▸ **Material provided**
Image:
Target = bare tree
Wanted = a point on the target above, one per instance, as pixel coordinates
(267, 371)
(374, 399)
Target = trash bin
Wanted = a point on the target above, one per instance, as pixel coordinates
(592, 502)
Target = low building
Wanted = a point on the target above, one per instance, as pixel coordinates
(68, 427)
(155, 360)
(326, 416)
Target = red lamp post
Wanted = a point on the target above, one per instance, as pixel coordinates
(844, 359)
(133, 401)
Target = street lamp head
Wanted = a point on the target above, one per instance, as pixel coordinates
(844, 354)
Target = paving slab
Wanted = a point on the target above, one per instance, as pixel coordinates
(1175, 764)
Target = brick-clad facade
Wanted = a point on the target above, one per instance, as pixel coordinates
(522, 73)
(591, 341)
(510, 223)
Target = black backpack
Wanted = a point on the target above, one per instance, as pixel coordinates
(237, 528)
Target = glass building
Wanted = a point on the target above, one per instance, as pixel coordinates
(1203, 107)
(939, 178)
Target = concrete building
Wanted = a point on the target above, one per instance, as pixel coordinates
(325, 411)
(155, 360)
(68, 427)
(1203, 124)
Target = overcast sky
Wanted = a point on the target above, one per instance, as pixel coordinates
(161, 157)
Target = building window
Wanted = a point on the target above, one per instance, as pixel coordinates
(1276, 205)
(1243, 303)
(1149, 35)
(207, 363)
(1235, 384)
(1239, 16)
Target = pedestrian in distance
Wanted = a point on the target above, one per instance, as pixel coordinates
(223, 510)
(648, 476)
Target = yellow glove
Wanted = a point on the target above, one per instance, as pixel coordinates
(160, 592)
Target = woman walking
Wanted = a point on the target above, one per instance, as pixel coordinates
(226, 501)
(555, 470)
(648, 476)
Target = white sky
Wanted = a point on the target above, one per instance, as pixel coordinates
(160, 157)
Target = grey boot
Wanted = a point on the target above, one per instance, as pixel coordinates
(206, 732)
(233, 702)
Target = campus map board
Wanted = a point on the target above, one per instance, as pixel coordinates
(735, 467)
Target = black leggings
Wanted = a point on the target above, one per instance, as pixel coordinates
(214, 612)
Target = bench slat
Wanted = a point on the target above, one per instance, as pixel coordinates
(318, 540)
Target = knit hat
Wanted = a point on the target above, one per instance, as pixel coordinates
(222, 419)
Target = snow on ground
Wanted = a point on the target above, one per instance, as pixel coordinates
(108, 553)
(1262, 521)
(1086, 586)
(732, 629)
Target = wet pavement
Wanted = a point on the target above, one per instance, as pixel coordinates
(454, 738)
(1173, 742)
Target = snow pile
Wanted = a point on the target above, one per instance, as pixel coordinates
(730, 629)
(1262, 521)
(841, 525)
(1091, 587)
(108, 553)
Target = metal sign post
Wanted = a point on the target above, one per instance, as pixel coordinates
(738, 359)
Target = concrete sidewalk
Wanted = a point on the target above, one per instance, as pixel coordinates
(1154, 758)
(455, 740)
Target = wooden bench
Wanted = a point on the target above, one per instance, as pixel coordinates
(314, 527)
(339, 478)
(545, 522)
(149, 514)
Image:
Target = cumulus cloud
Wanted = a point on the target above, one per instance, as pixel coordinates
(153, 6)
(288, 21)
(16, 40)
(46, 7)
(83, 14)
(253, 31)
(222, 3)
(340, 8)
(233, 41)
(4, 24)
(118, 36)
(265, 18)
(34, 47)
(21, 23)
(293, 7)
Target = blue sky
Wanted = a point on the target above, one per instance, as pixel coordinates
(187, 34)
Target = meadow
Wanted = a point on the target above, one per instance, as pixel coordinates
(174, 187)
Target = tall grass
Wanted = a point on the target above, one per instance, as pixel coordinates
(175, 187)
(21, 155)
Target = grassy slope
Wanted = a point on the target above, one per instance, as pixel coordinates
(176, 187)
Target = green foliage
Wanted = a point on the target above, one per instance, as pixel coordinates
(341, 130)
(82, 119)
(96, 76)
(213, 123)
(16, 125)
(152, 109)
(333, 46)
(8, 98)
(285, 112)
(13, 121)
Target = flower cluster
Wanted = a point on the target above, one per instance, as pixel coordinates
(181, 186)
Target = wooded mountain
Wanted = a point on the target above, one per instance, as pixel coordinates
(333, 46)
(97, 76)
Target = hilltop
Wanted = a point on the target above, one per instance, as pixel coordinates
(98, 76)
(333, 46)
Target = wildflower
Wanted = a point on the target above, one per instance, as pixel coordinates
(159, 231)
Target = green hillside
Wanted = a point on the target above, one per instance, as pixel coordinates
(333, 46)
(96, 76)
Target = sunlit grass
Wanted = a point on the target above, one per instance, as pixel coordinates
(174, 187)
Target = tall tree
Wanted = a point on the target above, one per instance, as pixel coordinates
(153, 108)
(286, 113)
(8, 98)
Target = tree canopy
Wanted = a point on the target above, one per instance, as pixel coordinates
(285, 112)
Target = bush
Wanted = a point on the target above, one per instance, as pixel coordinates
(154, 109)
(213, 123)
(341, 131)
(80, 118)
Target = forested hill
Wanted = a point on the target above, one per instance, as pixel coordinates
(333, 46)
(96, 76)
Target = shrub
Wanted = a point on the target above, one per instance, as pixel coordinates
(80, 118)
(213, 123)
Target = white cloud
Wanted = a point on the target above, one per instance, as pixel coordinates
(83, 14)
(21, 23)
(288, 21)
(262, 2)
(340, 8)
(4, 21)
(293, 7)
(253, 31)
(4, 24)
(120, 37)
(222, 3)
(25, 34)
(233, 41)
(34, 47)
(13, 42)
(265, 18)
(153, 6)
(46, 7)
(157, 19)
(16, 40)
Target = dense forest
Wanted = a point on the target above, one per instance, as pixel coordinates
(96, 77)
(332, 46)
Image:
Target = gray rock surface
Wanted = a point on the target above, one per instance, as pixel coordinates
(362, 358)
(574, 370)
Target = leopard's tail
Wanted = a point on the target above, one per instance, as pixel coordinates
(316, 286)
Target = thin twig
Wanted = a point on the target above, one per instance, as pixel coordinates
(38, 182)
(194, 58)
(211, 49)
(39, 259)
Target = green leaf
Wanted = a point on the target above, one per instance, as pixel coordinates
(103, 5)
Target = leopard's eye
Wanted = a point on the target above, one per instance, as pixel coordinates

▸ **Requirement**
Return the lines verbatim, covering the stretch from the line containing "Target = leopard's tail" through the end of the lines.

▸ **Task solution**
Target = leopard's tail
Wanted = a point on the target above, one per instance, as pixel coordinates
(316, 286)
Target = thin twig
Wanted = a point on the target above, one per instance, as pixel coordinates
(38, 182)
(194, 58)
(211, 49)
(39, 259)
Target = green leaf
Wanted = a point on the target above, one per instance, as pixel coordinates
(103, 5)
Target = leopard's eye
Wanted = a point on the target above, one per instance, as pixel coordinates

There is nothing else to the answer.